(Written instruction): Reproduce word for word the lines of the data below, starting with the line that contains "Record the location of each instance of the bundle" and going on through the last line of the data.

(Provided information):
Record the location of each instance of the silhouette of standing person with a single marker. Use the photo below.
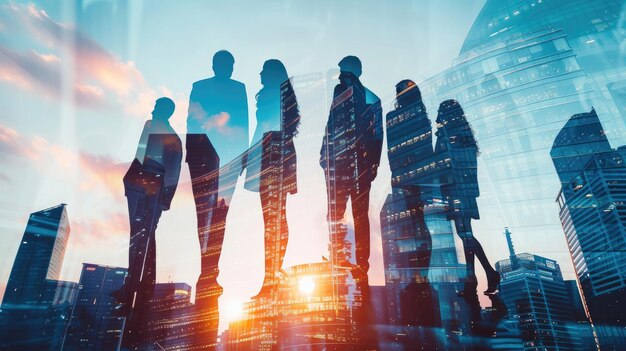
(409, 147)
(150, 184)
(455, 137)
(350, 156)
(271, 163)
(217, 136)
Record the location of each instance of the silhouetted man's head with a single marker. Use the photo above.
(223, 62)
(163, 109)
(351, 64)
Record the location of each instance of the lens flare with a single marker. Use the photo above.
(306, 285)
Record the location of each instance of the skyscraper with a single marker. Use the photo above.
(29, 317)
(423, 271)
(533, 290)
(96, 322)
(39, 257)
(593, 214)
(524, 68)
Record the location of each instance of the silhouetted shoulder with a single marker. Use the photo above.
(222, 83)
(370, 97)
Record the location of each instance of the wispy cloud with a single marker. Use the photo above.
(95, 172)
(97, 78)
(108, 226)
(103, 171)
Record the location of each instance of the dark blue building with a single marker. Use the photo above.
(535, 294)
(29, 317)
(592, 208)
(96, 322)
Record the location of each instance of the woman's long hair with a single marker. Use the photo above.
(407, 93)
(276, 83)
(290, 114)
(274, 73)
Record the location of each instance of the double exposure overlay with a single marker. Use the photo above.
(355, 175)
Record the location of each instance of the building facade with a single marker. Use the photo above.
(591, 207)
(97, 322)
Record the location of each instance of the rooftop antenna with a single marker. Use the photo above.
(509, 241)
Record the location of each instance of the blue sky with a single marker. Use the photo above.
(79, 79)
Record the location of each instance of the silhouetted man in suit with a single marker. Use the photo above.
(350, 157)
(217, 136)
(150, 184)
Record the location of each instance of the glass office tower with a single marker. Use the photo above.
(32, 316)
(593, 214)
(524, 68)
(39, 257)
(97, 322)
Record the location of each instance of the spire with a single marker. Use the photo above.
(509, 241)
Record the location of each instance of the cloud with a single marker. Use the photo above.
(16, 145)
(94, 171)
(106, 227)
(102, 171)
(97, 77)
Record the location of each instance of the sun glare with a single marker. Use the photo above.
(306, 285)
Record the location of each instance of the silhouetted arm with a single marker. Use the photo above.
(193, 110)
(245, 117)
(329, 132)
(143, 142)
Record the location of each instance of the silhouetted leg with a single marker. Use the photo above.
(473, 248)
(337, 194)
(360, 214)
(204, 170)
(364, 315)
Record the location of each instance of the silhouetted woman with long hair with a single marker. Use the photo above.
(460, 187)
(272, 163)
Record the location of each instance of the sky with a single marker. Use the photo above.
(78, 79)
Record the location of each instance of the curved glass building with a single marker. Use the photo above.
(525, 67)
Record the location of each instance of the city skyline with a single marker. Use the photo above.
(76, 162)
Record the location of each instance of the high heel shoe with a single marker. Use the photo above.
(493, 283)
(469, 288)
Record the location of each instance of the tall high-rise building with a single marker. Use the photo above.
(533, 290)
(592, 208)
(524, 68)
(39, 258)
(97, 322)
(168, 317)
(423, 271)
(31, 317)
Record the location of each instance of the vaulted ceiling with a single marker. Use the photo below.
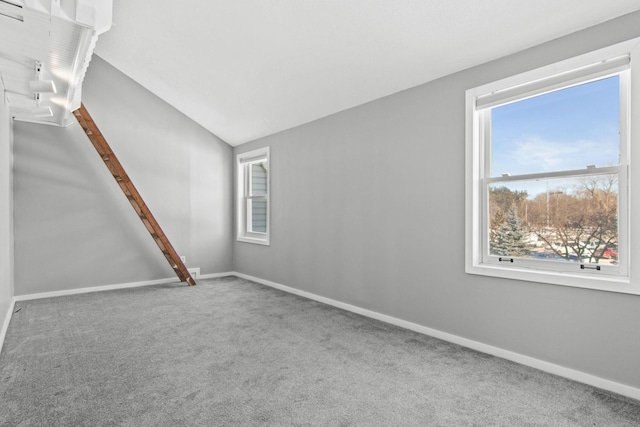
(244, 69)
(45, 49)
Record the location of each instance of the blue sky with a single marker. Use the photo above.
(563, 130)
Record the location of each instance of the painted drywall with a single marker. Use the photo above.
(368, 209)
(6, 213)
(73, 226)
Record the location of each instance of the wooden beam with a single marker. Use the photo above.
(132, 194)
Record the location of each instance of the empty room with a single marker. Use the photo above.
(362, 213)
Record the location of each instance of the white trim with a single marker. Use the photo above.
(240, 178)
(5, 323)
(522, 359)
(66, 292)
(477, 261)
(216, 275)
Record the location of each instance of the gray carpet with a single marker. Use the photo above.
(231, 352)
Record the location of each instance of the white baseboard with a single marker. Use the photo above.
(216, 275)
(112, 287)
(5, 323)
(542, 365)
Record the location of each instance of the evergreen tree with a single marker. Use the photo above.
(510, 238)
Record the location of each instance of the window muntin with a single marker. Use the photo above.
(549, 202)
(253, 196)
(257, 197)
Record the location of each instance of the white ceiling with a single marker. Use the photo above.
(245, 69)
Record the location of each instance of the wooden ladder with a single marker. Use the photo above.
(129, 190)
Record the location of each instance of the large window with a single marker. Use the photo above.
(549, 186)
(253, 196)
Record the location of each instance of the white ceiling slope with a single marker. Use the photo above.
(245, 69)
(45, 49)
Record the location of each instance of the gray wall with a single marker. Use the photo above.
(6, 211)
(368, 209)
(73, 226)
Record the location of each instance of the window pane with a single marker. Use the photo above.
(258, 181)
(561, 220)
(257, 216)
(563, 130)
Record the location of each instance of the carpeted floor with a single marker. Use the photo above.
(230, 352)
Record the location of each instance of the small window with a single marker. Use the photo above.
(548, 186)
(253, 196)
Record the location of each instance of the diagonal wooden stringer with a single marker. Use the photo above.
(129, 190)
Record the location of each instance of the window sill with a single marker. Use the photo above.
(254, 240)
(601, 282)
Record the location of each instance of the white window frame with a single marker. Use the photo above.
(574, 71)
(244, 198)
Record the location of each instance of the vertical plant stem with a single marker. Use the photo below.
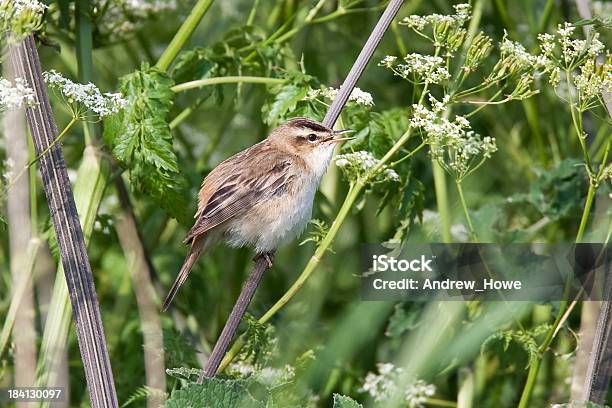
(465, 211)
(183, 34)
(330, 119)
(439, 177)
(20, 234)
(586, 212)
(84, 50)
(146, 298)
(86, 311)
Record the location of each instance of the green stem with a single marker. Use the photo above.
(183, 34)
(586, 211)
(64, 132)
(33, 191)
(436, 402)
(185, 113)
(84, 53)
(465, 211)
(548, 8)
(37, 158)
(593, 180)
(253, 13)
(354, 191)
(225, 80)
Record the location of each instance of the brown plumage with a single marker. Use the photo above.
(262, 196)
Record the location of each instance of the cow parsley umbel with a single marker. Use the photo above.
(391, 385)
(20, 18)
(85, 101)
(15, 95)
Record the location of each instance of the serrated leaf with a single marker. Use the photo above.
(404, 318)
(285, 101)
(342, 401)
(141, 140)
(215, 393)
(559, 192)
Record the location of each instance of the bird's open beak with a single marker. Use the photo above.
(342, 132)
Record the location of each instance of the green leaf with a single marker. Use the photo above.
(559, 192)
(179, 352)
(287, 97)
(526, 339)
(215, 393)
(141, 140)
(404, 318)
(341, 401)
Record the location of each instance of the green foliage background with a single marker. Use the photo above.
(532, 190)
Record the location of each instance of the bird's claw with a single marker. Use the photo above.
(268, 256)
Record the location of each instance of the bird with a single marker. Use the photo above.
(261, 197)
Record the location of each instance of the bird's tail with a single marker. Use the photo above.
(197, 247)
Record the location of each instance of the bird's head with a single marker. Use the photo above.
(307, 139)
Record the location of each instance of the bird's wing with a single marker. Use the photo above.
(238, 184)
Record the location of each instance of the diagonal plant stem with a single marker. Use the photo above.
(257, 273)
(183, 34)
(226, 80)
(86, 312)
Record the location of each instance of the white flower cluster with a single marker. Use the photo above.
(452, 144)
(389, 383)
(21, 17)
(520, 56)
(572, 51)
(124, 17)
(577, 59)
(85, 97)
(27, 6)
(357, 95)
(424, 68)
(357, 164)
(418, 23)
(593, 80)
(15, 96)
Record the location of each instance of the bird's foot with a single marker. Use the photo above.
(268, 256)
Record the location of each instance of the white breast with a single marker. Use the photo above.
(279, 220)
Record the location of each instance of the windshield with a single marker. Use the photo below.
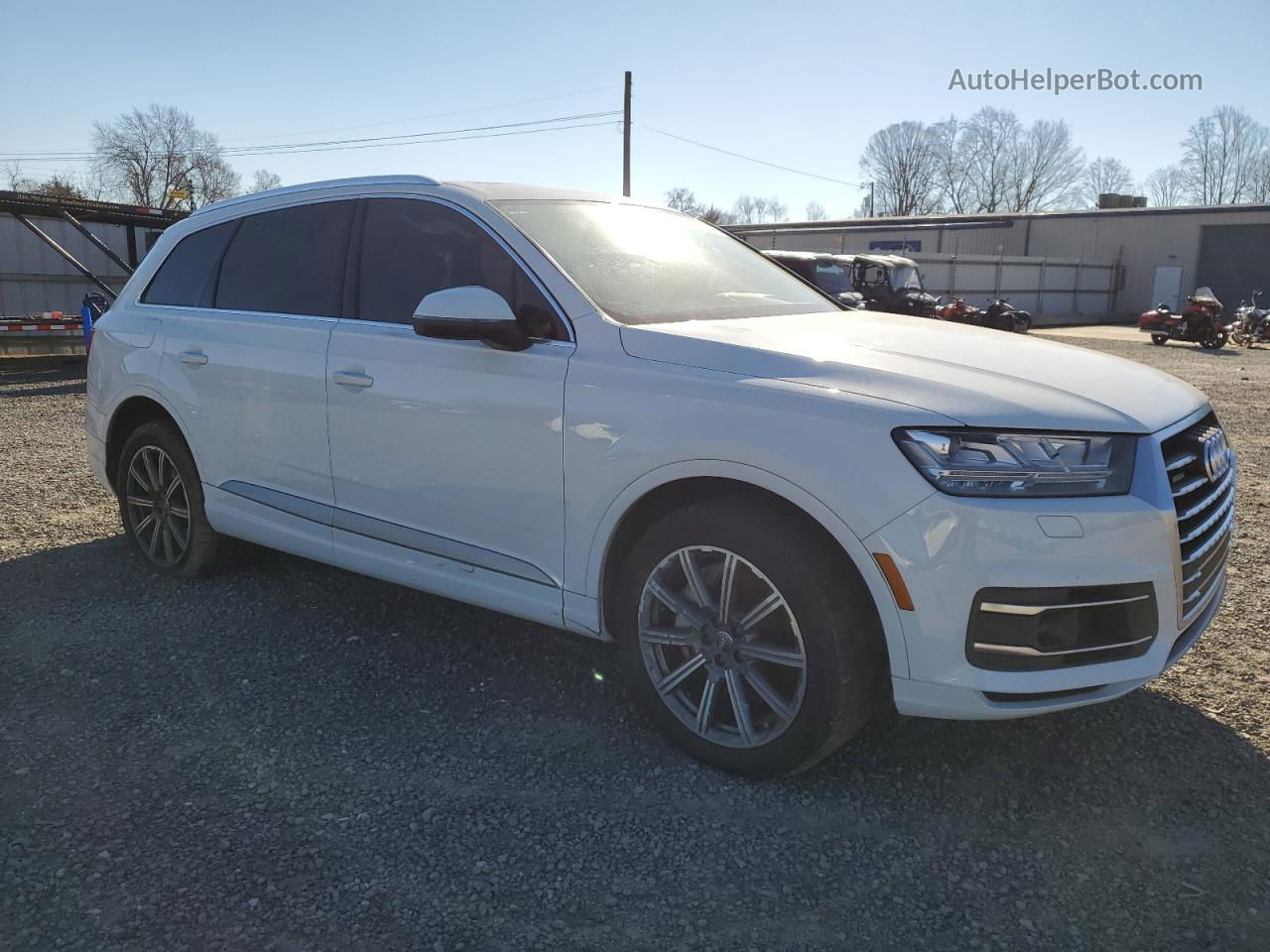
(906, 277)
(649, 266)
(832, 278)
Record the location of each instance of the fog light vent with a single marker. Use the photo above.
(1032, 630)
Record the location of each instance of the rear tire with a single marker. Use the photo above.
(162, 503)
(779, 692)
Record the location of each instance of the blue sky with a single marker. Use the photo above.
(799, 85)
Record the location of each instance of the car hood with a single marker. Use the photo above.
(975, 376)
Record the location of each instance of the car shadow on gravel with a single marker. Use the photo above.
(290, 706)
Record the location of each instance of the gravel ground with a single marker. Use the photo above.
(290, 757)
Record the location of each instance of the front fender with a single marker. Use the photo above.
(888, 612)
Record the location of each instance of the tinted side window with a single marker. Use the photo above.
(189, 275)
(289, 262)
(412, 248)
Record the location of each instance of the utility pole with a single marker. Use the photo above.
(626, 137)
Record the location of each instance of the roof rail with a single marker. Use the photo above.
(326, 182)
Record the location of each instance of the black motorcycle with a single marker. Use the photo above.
(1002, 315)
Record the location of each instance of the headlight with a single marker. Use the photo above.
(976, 463)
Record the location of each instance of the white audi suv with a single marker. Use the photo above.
(619, 420)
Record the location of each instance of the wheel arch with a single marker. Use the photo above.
(132, 412)
(671, 486)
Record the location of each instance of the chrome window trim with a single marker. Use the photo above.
(367, 195)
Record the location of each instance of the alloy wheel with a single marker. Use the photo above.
(721, 647)
(158, 507)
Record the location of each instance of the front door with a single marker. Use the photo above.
(445, 454)
(249, 366)
(1167, 287)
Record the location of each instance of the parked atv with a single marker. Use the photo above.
(1002, 315)
(957, 311)
(890, 284)
(1201, 322)
(829, 273)
(1251, 324)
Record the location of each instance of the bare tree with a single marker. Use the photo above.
(952, 185)
(683, 199)
(1166, 186)
(757, 208)
(263, 180)
(1105, 176)
(1220, 155)
(712, 214)
(159, 158)
(1046, 168)
(59, 186)
(14, 178)
(901, 162)
(989, 146)
(1260, 185)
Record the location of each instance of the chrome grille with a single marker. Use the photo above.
(1202, 477)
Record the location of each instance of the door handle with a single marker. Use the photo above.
(347, 379)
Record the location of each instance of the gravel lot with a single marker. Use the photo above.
(290, 757)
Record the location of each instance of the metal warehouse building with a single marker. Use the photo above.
(1106, 264)
(35, 278)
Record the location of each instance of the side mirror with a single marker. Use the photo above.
(468, 312)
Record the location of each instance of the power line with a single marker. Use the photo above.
(307, 146)
(430, 116)
(751, 159)
(451, 139)
(333, 145)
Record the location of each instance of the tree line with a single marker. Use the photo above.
(155, 158)
(992, 162)
(989, 162)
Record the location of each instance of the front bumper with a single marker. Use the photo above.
(949, 548)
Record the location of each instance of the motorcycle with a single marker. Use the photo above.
(1002, 315)
(1251, 322)
(1201, 322)
(957, 311)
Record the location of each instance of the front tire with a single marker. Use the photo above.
(162, 503)
(1214, 341)
(747, 638)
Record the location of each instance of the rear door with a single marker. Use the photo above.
(445, 454)
(249, 366)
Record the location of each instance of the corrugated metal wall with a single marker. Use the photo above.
(35, 278)
(1137, 241)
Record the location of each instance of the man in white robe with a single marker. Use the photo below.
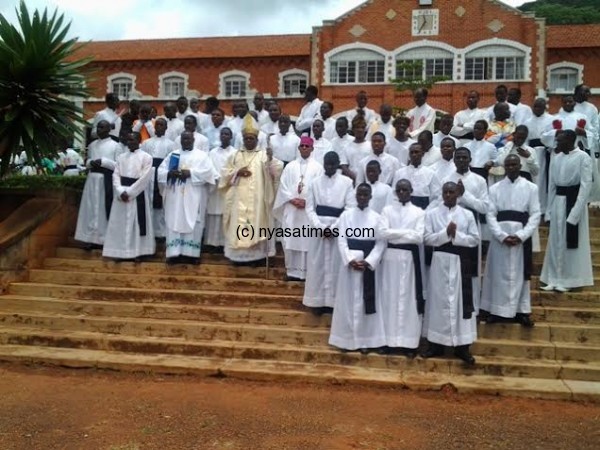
(399, 276)
(357, 322)
(185, 175)
(387, 162)
(422, 116)
(290, 208)
(214, 235)
(568, 260)
(464, 120)
(250, 179)
(513, 216)
(450, 311)
(97, 197)
(158, 147)
(328, 196)
(130, 233)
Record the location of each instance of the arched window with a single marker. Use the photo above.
(564, 76)
(122, 84)
(172, 84)
(234, 84)
(495, 62)
(425, 62)
(357, 65)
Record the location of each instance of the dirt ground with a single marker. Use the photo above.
(46, 408)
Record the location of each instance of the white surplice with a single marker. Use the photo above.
(294, 183)
(214, 234)
(400, 224)
(158, 148)
(564, 267)
(185, 202)
(92, 220)
(323, 257)
(123, 238)
(505, 292)
(351, 328)
(444, 323)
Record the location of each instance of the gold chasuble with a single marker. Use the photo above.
(248, 200)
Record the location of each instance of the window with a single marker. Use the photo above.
(234, 84)
(122, 84)
(564, 77)
(495, 62)
(357, 66)
(424, 62)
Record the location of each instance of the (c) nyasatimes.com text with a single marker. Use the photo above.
(248, 232)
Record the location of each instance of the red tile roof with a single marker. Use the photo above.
(194, 48)
(573, 36)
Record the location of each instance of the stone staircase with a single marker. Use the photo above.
(215, 319)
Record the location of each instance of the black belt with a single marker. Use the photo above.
(328, 211)
(522, 217)
(414, 249)
(421, 202)
(571, 193)
(141, 204)
(368, 275)
(468, 269)
(156, 198)
(108, 190)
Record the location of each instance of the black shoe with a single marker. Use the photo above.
(462, 352)
(525, 320)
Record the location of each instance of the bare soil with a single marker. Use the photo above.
(49, 408)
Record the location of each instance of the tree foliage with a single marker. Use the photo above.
(39, 78)
(561, 12)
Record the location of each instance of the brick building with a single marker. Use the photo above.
(476, 44)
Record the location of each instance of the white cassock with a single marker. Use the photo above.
(185, 202)
(464, 122)
(422, 179)
(214, 234)
(200, 142)
(381, 196)
(71, 162)
(93, 209)
(564, 266)
(537, 126)
(444, 322)
(505, 290)
(321, 147)
(158, 148)
(326, 199)
(569, 121)
(421, 118)
(387, 163)
(130, 232)
(400, 224)
(399, 150)
(294, 183)
(351, 327)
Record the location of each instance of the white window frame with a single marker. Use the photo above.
(493, 50)
(288, 74)
(165, 77)
(378, 51)
(239, 74)
(561, 66)
(116, 77)
(426, 50)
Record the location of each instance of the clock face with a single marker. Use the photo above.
(426, 22)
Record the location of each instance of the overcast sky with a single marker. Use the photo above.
(139, 19)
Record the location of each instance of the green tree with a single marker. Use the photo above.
(39, 78)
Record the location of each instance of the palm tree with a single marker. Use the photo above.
(39, 78)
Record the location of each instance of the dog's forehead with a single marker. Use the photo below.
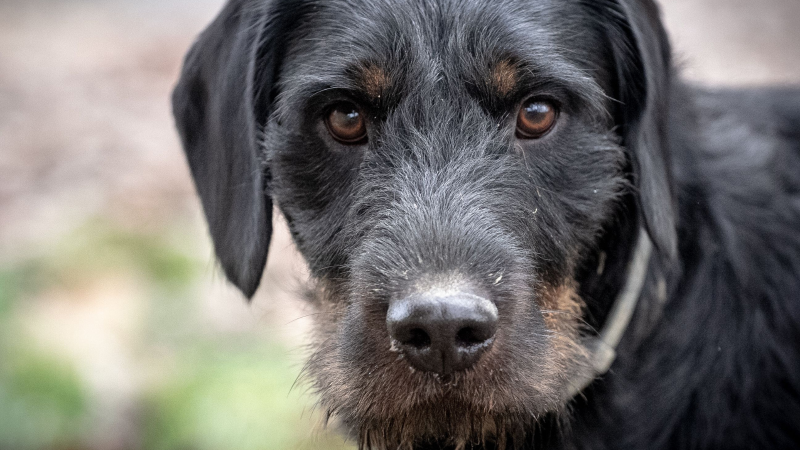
(375, 46)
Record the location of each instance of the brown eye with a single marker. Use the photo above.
(536, 118)
(346, 124)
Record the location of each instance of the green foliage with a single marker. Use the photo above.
(43, 403)
(221, 397)
(212, 390)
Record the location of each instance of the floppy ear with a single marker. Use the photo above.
(643, 67)
(221, 104)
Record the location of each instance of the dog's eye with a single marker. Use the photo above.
(536, 118)
(346, 124)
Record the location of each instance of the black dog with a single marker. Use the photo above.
(497, 200)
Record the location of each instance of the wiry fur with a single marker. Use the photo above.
(444, 192)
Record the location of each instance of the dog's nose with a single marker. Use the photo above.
(442, 333)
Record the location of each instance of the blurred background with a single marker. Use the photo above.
(117, 330)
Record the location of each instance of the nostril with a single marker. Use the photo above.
(418, 339)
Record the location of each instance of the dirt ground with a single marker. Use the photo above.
(86, 136)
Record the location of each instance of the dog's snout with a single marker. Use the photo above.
(442, 333)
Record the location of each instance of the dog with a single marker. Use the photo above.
(523, 229)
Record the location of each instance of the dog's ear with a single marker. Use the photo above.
(642, 60)
(221, 105)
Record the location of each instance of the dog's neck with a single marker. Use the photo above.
(603, 347)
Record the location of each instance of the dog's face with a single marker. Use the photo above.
(454, 173)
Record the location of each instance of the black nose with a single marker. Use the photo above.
(442, 333)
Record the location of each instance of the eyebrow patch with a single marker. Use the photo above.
(375, 81)
(504, 77)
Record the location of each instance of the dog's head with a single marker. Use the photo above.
(465, 180)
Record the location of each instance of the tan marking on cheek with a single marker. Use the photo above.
(375, 80)
(504, 78)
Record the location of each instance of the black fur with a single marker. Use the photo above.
(444, 190)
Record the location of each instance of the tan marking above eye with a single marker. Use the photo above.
(504, 77)
(375, 80)
(346, 124)
(536, 118)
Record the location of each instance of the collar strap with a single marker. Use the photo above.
(602, 349)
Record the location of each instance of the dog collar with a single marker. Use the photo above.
(602, 349)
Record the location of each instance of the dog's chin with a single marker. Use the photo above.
(444, 424)
(457, 412)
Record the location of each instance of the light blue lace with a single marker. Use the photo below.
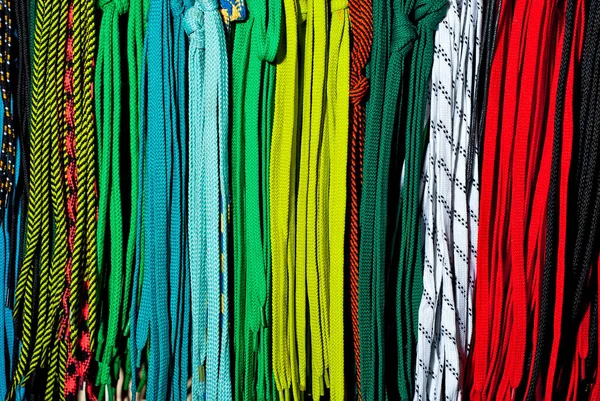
(208, 201)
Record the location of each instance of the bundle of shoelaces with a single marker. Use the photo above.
(300, 200)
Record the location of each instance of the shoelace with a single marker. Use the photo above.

(Correct response):
Record the location of each instance of the bundle of shoelaces with a single marker. Use the photo above.
(300, 200)
Record the location of each instance of the shoelace with a single marker. Use the photo above.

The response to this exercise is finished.